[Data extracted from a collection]
+ + +
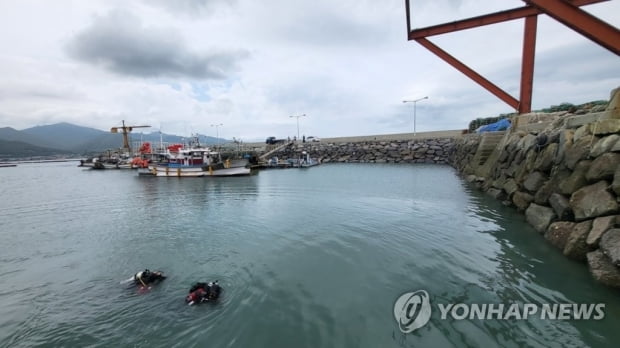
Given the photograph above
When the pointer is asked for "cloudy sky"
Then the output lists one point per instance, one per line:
(184, 65)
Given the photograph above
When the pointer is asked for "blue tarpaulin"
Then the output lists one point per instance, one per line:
(494, 127)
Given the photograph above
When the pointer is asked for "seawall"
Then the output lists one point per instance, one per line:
(563, 172)
(434, 150)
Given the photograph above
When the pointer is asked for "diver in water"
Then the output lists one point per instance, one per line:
(146, 277)
(203, 292)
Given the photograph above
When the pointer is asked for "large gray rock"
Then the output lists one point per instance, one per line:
(605, 144)
(522, 200)
(593, 201)
(544, 192)
(526, 142)
(610, 245)
(600, 225)
(540, 217)
(616, 184)
(534, 181)
(581, 132)
(576, 180)
(497, 193)
(561, 206)
(603, 167)
(577, 151)
(510, 187)
(610, 126)
(544, 161)
(566, 140)
(603, 270)
(558, 232)
(576, 247)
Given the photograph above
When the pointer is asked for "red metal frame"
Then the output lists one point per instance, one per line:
(565, 11)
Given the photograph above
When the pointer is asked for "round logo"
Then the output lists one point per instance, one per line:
(412, 310)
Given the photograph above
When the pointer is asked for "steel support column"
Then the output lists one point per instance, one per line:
(479, 79)
(582, 22)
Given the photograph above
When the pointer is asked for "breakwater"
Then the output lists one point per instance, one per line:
(436, 150)
(563, 172)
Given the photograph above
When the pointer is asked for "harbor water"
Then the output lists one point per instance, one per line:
(307, 258)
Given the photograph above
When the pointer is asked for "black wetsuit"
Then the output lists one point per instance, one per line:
(203, 292)
(147, 277)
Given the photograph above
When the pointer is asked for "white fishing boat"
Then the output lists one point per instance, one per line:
(195, 160)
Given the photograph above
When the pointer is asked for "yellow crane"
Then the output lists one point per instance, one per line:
(126, 130)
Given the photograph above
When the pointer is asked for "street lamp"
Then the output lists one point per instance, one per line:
(298, 116)
(217, 132)
(414, 104)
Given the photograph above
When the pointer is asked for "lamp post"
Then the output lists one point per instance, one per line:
(414, 105)
(298, 116)
(217, 132)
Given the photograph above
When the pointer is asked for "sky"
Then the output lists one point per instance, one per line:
(184, 66)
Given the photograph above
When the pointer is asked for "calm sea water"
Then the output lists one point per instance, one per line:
(307, 258)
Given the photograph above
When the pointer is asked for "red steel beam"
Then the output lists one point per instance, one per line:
(527, 64)
(478, 21)
(488, 85)
(582, 22)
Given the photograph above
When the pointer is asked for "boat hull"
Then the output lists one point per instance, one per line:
(167, 171)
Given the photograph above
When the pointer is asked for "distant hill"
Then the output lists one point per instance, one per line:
(10, 134)
(18, 149)
(69, 138)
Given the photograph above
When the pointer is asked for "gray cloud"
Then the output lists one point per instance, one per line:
(119, 43)
(190, 7)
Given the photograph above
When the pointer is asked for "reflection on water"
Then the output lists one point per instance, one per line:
(307, 258)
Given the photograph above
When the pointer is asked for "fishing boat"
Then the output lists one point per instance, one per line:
(195, 160)
(304, 161)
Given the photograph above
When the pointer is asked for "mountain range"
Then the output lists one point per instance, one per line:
(65, 139)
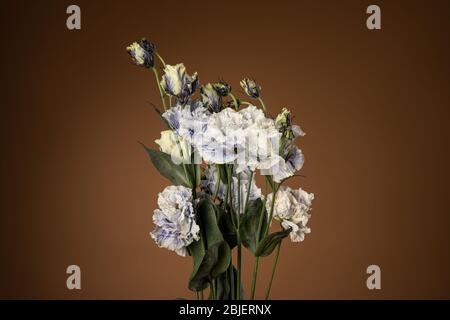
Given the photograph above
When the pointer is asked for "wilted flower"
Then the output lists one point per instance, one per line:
(251, 88)
(175, 220)
(292, 210)
(175, 146)
(211, 98)
(222, 88)
(283, 122)
(210, 185)
(224, 134)
(189, 121)
(176, 82)
(142, 53)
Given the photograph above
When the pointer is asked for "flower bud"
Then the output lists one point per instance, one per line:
(251, 88)
(211, 98)
(142, 53)
(222, 88)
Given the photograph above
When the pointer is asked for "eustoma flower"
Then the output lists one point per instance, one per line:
(142, 53)
(179, 150)
(175, 224)
(217, 193)
(176, 82)
(292, 210)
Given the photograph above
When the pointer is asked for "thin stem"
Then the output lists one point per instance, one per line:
(159, 87)
(217, 184)
(233, 296)
(277, 253)
(230, 195)
(262, 104)
(258, 234)
(239, 253)
(248, 191)
(254, 276)
(213, 289)
(234, 100)
(275, 190)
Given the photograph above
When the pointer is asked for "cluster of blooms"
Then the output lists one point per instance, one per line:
(213, 132)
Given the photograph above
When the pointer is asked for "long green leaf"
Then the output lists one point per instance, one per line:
(249, 224)
(217, 255)
(164, 164)
(268, 244)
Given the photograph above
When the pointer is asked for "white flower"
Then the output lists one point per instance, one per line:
(175, 146)
(176, 82)
(292, 210)
(223, 135)
(142, 53)
(175, 224)
(210, 184)
(189, 121)
(246, 138)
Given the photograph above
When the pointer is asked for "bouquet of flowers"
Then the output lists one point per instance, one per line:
(214, 146)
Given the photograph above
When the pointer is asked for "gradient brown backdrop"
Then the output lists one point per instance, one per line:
(77, 188)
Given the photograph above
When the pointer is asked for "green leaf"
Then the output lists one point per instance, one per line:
(197, 251)
(223, 287)
(217, 255)
(164, 164)
(269, 243)
(226, 227)
(249, 224)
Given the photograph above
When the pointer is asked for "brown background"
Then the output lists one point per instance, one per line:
(77, 188)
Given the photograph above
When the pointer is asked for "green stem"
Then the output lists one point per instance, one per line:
(248, 191)
(160, 59)
(274, 191)
(262, 104)
(230, 193)
(234, 100)
(258, 235)
(213, 289)
(254, 276)
(217, 183)
(239, 253)
(233, 296)
(159, 87)
(277, 253)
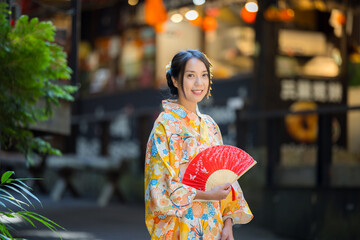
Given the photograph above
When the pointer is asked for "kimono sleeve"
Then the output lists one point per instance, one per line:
(238, 209)
(165, 195)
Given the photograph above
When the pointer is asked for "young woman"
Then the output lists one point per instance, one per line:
(174, 210)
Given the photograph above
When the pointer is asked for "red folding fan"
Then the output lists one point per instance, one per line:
(217, 165)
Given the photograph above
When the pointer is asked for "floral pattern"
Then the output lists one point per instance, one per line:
(171, 212)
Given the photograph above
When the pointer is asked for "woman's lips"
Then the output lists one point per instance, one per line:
(197, 92)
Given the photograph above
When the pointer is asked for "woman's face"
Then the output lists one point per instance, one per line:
+ + +
**WORK INSTRUCTIONS**
From the records above, copy each line that contains the word "lamp".

**THE COMPLETED TASK**
When the pointer is asked for "street lamp"
When the pointer is asked for "lamp post"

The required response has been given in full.